- **Task objective**
Reproduce exactly the lines from the one containing "[trace] chair backrest" through the last line of the records below, both included, and nothing else.

- **Data to use**

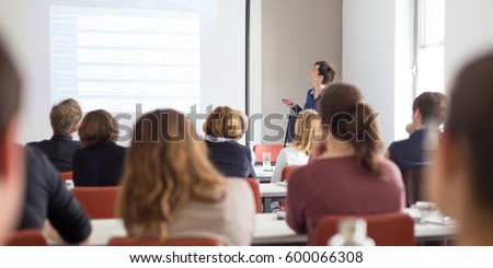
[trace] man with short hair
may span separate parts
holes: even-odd
[[[81,148],[79,141],[72,139],[82,118],[82,109],[77,101],[68,98],[53,106],[49,121],[53,128],[53,137],[49,140],[30,142],[45,153],[58,172],[72,171],[73,153]]]
[[[20,75],[0,44],[0,245],[18,220],[24,190],[23,150],[14,143],[20,100]]]

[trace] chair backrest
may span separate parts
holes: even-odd
[[[405,206],[411,207],[416,201],[426,201],[423,197],[423,168],[414,167],[402,171],[405,188]]]
[[[131,236],[112,237],[108,246],[223,246],[225,243],[213,238],[171,238],[159,242],[156,238],[137,238]]]
[[[283,150],[284,144],[255,144],[253,152],[255,153],[255,163],[262,163],[262,153],[271,152],[271,162],[277,161],[277,155]]]
[[[47,246],[45,237],[39,230],[21,230],[12,234],[7,246]]]
[[[367,235],[377,246],[413,246],[414,221],[405,213],[382,213],[367,215],[325,215],[317,228],[317,246],[326,246],[330,237],[337,233],[341,219],[347,217],[364,218],[367,223]]]
[[[283,168],[283,173],[282,173],[282,175],[280,175],[280,180],[282,180],[282,182],[287,182],[289,175],[291,174],[291,172],[293,172],[295,168],[298,168],[298,167],[299,167],[299,165],[289,165],[289,166],[285,166],[285,167]],[[286,202],[286,201],[279,201],[279,207],[282,207],[283,210],[285,210],[285,211],[288,210],[288,207],[287,207],[287,202]]]
[[[262,213],[259,180],[256,180],[256,178],[254,178],[254,177],[248,177],[248,178],[245,178],[245,180],[246,180],[246,183],[249,183],[250,187],[252,188],[253,198],[255,199],[256,213]]]
[[[60,172],[59,174],[60,174],[61,179],[64,179],[64,180],[73,178],[72,172]]]
[[[91,219],[111,219],[117,218],[116,202],[121,188],[121,186],[74,187],[72,193]]]

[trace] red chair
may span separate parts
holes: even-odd
[[[112,219],[117,218],[116,202],[121,188],[121,186],[74,187],[72,193],[91,219]]]
[[[73,178],[72,172],[60,172],[59,174],[60,174],[61,179],[64,179],[64,180]]]
[[[47,246],[45,237],[39,230],[21,230],[12,234],[5,246]]]
[[[284,144],[256,144],[253,145],[253,152],[255,153],[255,163],[262,163],[262,153],[271,153],[271,162],[275,163],[277,155],[283,150]]]
[[[413,246],[414,221],[405,213],[382,213],[367,215],[325,215],[317,228],[316,246],[326,246],[330,237],[337,233],[339,221],[347,217],[364,218],[367,235],[377,246]]]
[[[282,182],[287,182],[289,175],[291,175],[291,172],[296,168],[298,168],[299,165],[290,165],[283,168],[283,173],[280,175]],[[283,210],[287,211],[287,202],[286,201],[279,201],[279,207],[283,208]]]
[[[246,180],[246,183],[249,183],[250,187],[252,188],[253,198],[255,199],[256,213],[262,213],[259,180],[256,180],[256,178],[254,178],[254,177],[248,177],[248,178],[245,178],[245,180]]]
[[[157,238],[137,238],[131,236],[112,237],[108,246],[223,246],[225,243],[213,238],[171,238],[159,242]]]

- **Output of the task**
[trace] chair backrest
may span separate parts
holes: even-odd
[[[405,206],[411,207],[416,201],[426,201],[423,197],[423,168],[414,167],[402,171],[405,188]]]
[[[131,236],[112,237],[108,246],[223,246],[225,243],[213,238],[171,238],[159,242],[156,238],[137,238]]]
[[[283,150],[284,144],[255,144],[253,152],[255,153],[255,163],[262,163],[262,153],[271,152],[271,162],[277,161],[277,155]]]
[[[47,246],[45,237],[39,230],[21,230],[12,234],[7,246]]]
[[[367,235],[377,246],[413,246],[414,221],[405,213],[382,213],[367,215],[325,215],[317,228],[317,246],[326,246],[330,237],[337,233],[341,219],[347,217],[364,218],[367,223]]]
[[[283,168],[283,173],[282,173],[282,175],[280,175],[280,180],[282,180],[282,182],[287,182],[289,175],[291,174],[291,172],[293,172],[295,168],[298,168],[298,167],[299,167],[299,165],[289,165],[289,166],[285,166],[285,167]],[[286,202],[286,201],[279,201],[279,207],[282,207],[283,210],[285,210],[285,211],[288,210],[288,207],[287,207],[287,202]]]
[[[262,213],[259,180],[256,180],[256,178],[254,178],[254,177],[248,177],[248,178],[245,178],[245,180],[246,180],[246,183],[249,183],[250,187],[252,188],[253,198],[255,199],[256,213]]]
[[[60,172],[59,174],[60,174],[61,179],[64,179],[64,180],[73,178],[72,172]]]
[[[91,219],[111,219],[117,218],[116,202],[121,188],[121,186],[74,187],[72,193]]]

[trace] red chair
may span separate parts
holes: even-odd
[[[112,219],[117,218],[116,202],[121,188],[121,186],[74,187],[72,193],[91,219]]]
[[[73,178],[72,172],[60,172],[59,174],[60,174],[61,179],[64,179],[64,180]]]
[[[47,246],[45,237],[39,230],[21,230],[12,234],[5,246]]]
[[[284,144],[256,144],[253,145],[253,152],[255,153],[255,163],[262,163],[262,153],[271,153],[271,162],[275,163],[277,155],[283,150]]]
[[[413,246],[414,221],[405,213],[382,213],[367,215],[325,215],[317,228],[316,246],[326,246],[330,237],[337,233],[339,221],[347,217],[364,218],[367,235],[377,246]]]
[[[282,182],[287,182],[289,175],[291,175],[291,172],[296,168],[298,168],[299,165],[290,165],[283,168],[283,173],[280,175]],[[283,210],[287,211],[287,202],[286,201],[279,201],[279,207],[283,208]]]
[[[246,180],[246,183],[249,183],[250,187],[252,188],[253,198],[255,199],[256,213],[262,213],[259,180],[256,180],[256,178],[254,178],[254,177],[248,177],[248,178],[245,178],[245,180]]]
[[[157,238],[137,238],[131,236],[112,237],[108,246],[223,246],[225,243],[213,238],[171,238],[159,242]]]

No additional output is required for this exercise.